(Segmentation labeling entries)
>> begin

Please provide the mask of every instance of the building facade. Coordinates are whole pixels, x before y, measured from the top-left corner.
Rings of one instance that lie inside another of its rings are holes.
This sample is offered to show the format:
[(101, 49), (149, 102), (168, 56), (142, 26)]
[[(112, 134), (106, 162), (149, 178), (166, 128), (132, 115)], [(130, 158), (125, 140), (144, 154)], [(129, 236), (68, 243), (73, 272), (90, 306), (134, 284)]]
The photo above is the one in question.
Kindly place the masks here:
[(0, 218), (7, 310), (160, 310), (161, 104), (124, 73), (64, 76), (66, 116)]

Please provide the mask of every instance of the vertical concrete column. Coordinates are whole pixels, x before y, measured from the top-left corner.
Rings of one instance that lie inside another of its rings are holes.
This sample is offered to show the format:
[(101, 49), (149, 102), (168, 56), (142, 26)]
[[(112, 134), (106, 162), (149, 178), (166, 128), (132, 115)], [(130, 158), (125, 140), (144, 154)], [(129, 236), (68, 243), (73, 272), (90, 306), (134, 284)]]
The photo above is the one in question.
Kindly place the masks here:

>> end

### [Exercise objective]
Output the material from its start up to and including the line with "76), (66, 116)]" as a Markdown table with the columns Row and Line, one numbered row per line, leaving out blank lines.

### [Task result]
| Row | Line |
|---|---|
| 1 | Please provide the mask of every instance of the building facade. Coordinates are whole pixels, x before y, measured from the top-left corner. |
| 2 | Rings of one instance that lie inside another of its rings are holes. |
| 3 | This sample is offered to show the format: |
| 4 | [(101, 49), (149, 102), (168, 56), (142, 26)] |
| 5 | [[(112, 134), (106, 162), (149, 178), (166, 128), (132, 115)], [(130, 158), (125, 140), (144, 154)], [(129, 236), (68, 243), (73, 272), (90, 306), (134, 284)]] |
| 6 | The photo above is the one in question. |
| 7 | Kindly place the masks here: |
| 8 | [(0, 218), (7, 310), (160, 310), (161, 104), (124, 73), (64, 76), (66, 116)] |